_练习说明_
请将条目中从含有“Expected: for every instance of the paved”的那一行起直到条目末尾的所有行原样抄写下来，首尾两行都要包括在内。答案中不要放入图片。

数据集中列出的条目
○ ○ ○ ○ ○ ○ ○

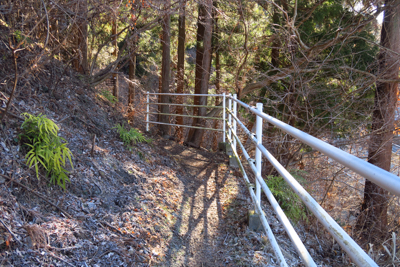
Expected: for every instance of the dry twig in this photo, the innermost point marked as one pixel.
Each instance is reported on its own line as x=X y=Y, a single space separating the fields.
x=38 y=195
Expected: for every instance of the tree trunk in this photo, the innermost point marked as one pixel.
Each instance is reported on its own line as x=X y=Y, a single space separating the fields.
x=132 y=69
x=180 y=67
x=114 y=31
x=80 y=62
x=217 y=71
x=165 y=69
x=373 y=218
x=132 y=61
x=203 y=59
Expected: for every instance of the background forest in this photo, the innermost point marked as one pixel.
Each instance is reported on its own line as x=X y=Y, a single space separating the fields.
x=329 y=68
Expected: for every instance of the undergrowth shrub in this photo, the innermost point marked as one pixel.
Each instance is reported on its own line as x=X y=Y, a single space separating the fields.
x=110 y=97
x=130 y=137
x=46 y=148
x=290 y=203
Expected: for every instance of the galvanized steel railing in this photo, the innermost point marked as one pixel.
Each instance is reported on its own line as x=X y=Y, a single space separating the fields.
x=379 y=176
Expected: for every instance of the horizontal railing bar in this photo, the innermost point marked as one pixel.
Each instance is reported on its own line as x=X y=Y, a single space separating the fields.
x=267 y=228
x=298 y=244
x=184 y=94
x=357 y=254
x=373 y=173
x=183 y=105
x=179 y=115
x=185 y=126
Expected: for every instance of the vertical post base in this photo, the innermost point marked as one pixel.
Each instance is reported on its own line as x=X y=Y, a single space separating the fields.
x=233 y=161
x=255 y=224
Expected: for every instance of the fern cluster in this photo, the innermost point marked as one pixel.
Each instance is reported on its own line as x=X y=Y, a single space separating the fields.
x=110 y=97
x=130 y=137
x=47 y=149
x=287 y=199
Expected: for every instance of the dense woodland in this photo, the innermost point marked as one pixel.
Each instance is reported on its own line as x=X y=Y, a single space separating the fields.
x=327 y=67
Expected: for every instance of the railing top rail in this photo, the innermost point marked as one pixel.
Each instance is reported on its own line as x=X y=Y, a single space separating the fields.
x=373 y=173
x=185 y=94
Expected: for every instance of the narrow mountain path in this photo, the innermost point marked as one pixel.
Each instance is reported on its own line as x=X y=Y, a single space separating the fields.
x=210 y=229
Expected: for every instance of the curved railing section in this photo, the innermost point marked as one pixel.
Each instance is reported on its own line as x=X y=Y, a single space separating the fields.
x=377 y=175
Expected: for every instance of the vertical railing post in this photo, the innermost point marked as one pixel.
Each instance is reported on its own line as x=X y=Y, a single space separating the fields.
x=234 y=122
x=148 y=110
x=259 y=121
x=230 y=117
x=223 y=117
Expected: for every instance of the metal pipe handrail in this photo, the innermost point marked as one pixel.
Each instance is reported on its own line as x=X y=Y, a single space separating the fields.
x=179 y=115
x=185 y=94
x=264 y=222
x=185 y=126
x=373 y=173
x=357 y=254
x=183 y=105
x=298 y=244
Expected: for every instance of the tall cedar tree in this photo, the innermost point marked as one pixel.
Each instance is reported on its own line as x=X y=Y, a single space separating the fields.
x=203 y=60
x=165 y=67
x=80 y=61
x=132 y=62
x=114 y=31
x=181 y=66
x=374 y=208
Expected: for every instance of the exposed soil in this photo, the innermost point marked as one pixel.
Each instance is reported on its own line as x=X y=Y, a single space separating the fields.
x=156 y=204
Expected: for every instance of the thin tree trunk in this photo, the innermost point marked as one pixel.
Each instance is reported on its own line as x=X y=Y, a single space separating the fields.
x=165 y=69
x=180 y=67
x=80 y=62
x=132 y=69
x=373 y=218
x=217 y=71
x=204 y=37
x=114 y=31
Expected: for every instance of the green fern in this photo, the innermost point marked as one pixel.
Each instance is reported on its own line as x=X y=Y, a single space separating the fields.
x=110 y=97
x=47 y=149
x=287 y=199
x=130 y=137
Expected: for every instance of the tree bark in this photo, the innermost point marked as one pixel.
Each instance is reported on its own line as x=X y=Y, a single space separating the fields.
x=80 y=62
x=216 y=37
x=203 y=61
x=373 y=218
x=114 y=31
x=180 y=67
x=165 y=69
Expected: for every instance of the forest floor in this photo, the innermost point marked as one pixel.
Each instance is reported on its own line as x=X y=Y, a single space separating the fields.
x=156 y=204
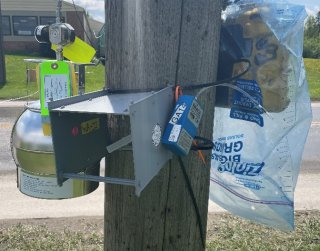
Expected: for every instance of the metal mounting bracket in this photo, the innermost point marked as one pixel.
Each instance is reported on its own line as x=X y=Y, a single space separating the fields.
x=79 y=133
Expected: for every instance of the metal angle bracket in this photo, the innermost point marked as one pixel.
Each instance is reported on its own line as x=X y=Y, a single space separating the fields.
x=79 y=133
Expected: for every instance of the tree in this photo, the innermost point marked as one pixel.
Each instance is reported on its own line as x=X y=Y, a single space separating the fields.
x=2 y=62
x=311 y=47
x=150 y=44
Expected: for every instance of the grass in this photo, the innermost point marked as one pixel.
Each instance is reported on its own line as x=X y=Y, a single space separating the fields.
x=313 y=77
x=95 y=78
x=233 y=233
x=225 y=232
x=39 y=238
x=16 y=85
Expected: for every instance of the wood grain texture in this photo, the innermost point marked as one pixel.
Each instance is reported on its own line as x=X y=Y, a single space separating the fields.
x=150 y=44
x=2 y=62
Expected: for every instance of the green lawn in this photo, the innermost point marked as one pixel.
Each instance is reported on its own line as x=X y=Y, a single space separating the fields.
x=95 y=78
x=16 y=85
x=313 y=77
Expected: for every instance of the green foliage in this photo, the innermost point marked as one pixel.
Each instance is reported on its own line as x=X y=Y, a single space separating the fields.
x=16 y=85
x=313 y=77
x=311 y=48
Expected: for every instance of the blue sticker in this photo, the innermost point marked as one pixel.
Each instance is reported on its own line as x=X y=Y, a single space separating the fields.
x=243 y=107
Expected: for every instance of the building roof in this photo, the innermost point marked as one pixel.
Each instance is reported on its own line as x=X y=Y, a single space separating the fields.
x=38 y=5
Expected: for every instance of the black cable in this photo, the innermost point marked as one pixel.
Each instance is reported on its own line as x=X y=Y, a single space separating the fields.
x=75 y=8
x=202 y=144
x=194 y=201
x=228 y=80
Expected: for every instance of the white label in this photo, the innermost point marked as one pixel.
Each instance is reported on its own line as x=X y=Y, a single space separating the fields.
x=55 y=87
x=174 y=134
x=44 y=187
x=178 y=113
x=185 y=141
x=195 y=113
x=156 y=135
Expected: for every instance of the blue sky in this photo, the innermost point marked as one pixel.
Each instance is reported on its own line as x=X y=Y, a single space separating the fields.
x=96 y=7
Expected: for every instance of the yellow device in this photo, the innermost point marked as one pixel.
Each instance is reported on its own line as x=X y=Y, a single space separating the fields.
x=78 y=51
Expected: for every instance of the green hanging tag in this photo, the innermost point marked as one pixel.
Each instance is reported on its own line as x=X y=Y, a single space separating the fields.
x=55 y=83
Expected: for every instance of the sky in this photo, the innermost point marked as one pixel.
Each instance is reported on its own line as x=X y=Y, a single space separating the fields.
x=96 y=7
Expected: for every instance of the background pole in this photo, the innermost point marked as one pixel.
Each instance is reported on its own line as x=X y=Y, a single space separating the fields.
x=2 y=61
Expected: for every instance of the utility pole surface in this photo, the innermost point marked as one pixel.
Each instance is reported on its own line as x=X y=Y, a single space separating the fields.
x=2 y=62
x=150 y=44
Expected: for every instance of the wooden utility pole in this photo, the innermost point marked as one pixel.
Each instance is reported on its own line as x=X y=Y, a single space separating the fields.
x=150 y=44
x=2 y=62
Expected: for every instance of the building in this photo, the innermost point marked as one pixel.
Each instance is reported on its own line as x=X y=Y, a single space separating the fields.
x=20 y=17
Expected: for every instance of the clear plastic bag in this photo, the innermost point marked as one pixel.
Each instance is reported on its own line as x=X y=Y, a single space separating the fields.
x=257 y=151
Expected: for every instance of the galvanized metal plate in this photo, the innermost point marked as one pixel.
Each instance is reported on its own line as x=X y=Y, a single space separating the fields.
x=106 y=103
x=148 y=119
x=79 y=141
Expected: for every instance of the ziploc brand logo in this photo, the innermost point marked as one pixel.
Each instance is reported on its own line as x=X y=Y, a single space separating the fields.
x=178 y=113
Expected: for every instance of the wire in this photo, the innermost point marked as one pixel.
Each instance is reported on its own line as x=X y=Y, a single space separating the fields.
x=228 y=80
x=194 y=201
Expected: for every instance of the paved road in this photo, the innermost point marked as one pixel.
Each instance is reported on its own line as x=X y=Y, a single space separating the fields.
x=14 y=205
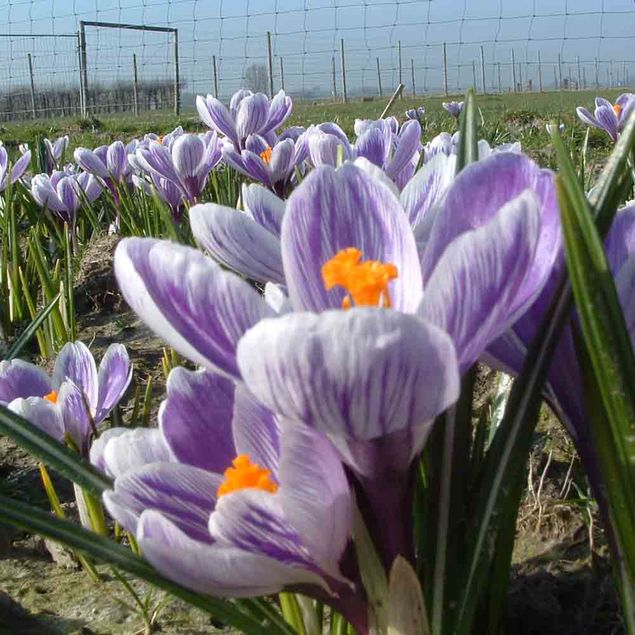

○ ○ ○ ○ ○ ○ ○

_参考答案_
Expected: for every instance of the paved road in this photo, the innermost point marked as one pixel.
Each instance is reported on its own line as x=X y=Y, a single space separating the fields.
x=14 y=205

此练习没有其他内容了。